What to do: Could you output, word for word, the part of the passage about language models degrading over long prompts between "But science isn’t" and "data were stunning.", inclusive?

Exercise passage:
But science isn’t belief; it’s measurement. And I, like many many others, kept running into inexplicable errors that seemed to worsen as prompts continued and outputs became more complex. Models were becoming forgetful, inconsistent, error-laden. So I ran controlled tests across model families, fixed temperature settings, and long-context prompts. And the data were stunning.
It was clear: every model degraded quickly and predictably past a relatively low token volume. Some sooner, some later, but all of them collapsed. And at surprisingly low token volumes. Not the two million tokens some prompt windows can now handle. More like maxing out at 100,000 tokens.
That moment of embarrassment—realizing I’d fallen for the hype—is what turned this into a story worth telling. Because everyone fell for it. I just happened to measure where the magic ended.

Supplied material:

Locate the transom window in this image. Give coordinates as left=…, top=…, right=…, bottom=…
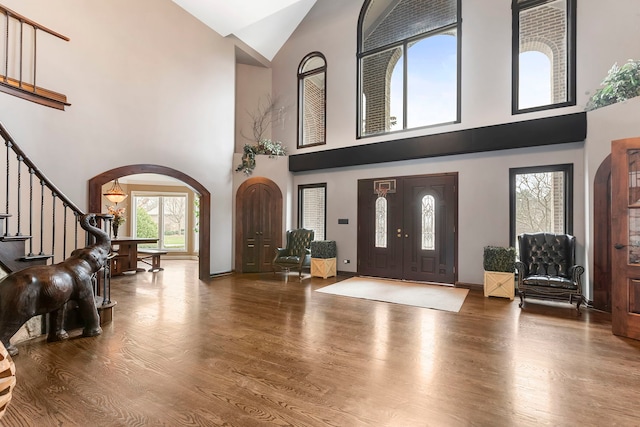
left=358, top=0, right=461, bottom=137
left=509, top=164, right=573, bottom=247
left=298, top=52, right=327, bottom=148
left=512, top=0, right=576, bottom=114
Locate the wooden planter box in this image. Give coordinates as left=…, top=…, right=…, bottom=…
left=311, top=258, right=336, bottom=279
left=484, top=271, right=516, bottom=300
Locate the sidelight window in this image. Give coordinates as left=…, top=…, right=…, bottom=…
left=422, top=195, right=436, bottom=251
left=376, top=196, right=387, bottom=248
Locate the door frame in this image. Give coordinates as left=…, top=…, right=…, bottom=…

Exercise solution:
But science isn’t belief; it’s measurement. And I, like many many others, kept running into inexplicable errors that seemed to worsen as prompts continued and outputs became more complex. Models were becoming forgetful, inconsistent, error-laden. So I ran controlled tests across model families, fixed temperature settings, and long-context prompts. And the data were stunning.